(Available data begins)

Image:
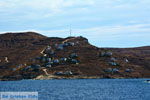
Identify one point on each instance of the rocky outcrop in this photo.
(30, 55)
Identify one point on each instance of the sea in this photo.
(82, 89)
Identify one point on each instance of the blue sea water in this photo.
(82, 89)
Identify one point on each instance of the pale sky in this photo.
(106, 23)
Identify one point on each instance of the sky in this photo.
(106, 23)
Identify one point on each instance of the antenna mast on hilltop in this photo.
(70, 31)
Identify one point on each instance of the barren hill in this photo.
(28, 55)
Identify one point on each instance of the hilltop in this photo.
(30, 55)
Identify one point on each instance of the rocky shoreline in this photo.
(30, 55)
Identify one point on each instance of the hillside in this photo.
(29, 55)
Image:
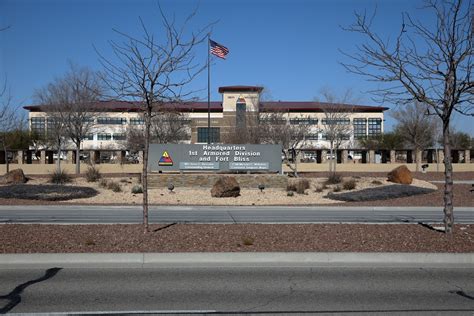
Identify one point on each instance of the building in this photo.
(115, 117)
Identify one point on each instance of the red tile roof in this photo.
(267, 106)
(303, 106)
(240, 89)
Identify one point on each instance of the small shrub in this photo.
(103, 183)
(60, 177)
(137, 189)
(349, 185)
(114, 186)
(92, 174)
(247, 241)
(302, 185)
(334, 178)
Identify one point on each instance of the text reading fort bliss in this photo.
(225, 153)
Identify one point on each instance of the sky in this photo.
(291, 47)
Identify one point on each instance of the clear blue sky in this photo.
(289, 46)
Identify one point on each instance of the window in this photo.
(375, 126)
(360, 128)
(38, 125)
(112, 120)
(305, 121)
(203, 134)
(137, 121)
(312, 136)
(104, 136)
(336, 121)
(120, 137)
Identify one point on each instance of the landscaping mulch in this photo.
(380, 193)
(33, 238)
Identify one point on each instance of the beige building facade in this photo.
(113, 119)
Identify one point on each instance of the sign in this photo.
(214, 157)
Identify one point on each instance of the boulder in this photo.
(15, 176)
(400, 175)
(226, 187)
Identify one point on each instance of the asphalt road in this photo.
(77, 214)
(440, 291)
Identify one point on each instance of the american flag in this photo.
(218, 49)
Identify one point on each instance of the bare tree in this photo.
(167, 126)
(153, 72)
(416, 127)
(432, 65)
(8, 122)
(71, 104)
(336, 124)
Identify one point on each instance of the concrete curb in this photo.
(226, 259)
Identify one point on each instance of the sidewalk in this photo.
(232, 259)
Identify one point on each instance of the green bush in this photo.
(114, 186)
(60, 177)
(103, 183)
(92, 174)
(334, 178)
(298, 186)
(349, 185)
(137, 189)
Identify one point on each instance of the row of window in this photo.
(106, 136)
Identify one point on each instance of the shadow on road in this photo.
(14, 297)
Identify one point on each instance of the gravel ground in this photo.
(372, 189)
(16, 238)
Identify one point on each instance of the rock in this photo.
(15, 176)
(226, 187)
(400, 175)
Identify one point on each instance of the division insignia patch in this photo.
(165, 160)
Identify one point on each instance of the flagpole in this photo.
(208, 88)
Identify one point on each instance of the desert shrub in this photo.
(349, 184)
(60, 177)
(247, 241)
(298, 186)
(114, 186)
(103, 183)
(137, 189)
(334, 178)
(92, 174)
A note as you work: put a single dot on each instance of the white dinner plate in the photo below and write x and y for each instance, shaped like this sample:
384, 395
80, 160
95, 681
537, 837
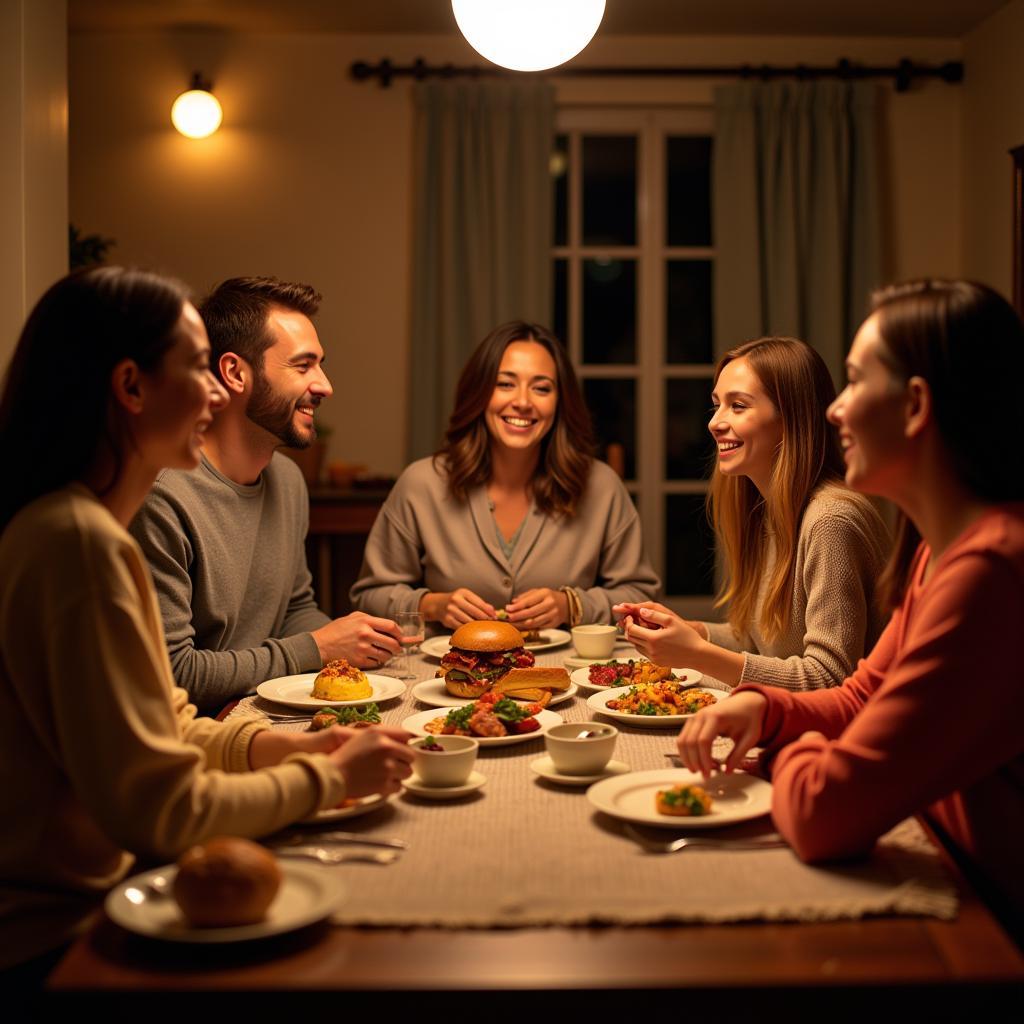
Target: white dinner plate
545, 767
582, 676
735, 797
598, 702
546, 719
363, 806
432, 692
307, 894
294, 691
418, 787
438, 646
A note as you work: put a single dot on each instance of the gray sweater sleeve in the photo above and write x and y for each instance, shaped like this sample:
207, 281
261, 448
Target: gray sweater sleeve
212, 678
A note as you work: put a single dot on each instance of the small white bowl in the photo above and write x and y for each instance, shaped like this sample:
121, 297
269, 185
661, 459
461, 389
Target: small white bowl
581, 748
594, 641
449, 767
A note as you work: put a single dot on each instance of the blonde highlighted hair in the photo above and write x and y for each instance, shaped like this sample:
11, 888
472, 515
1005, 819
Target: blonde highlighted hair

(Available data ends)

• [The task]:
Find each line in the data above with the word "hair", then copy it.

• [The answer]:
A note as you work: put a single dot on each instance of the blonde highlighted hair in the photo above and write x and y for each instance, shaped like this sample:
Target: blonde highlighted hair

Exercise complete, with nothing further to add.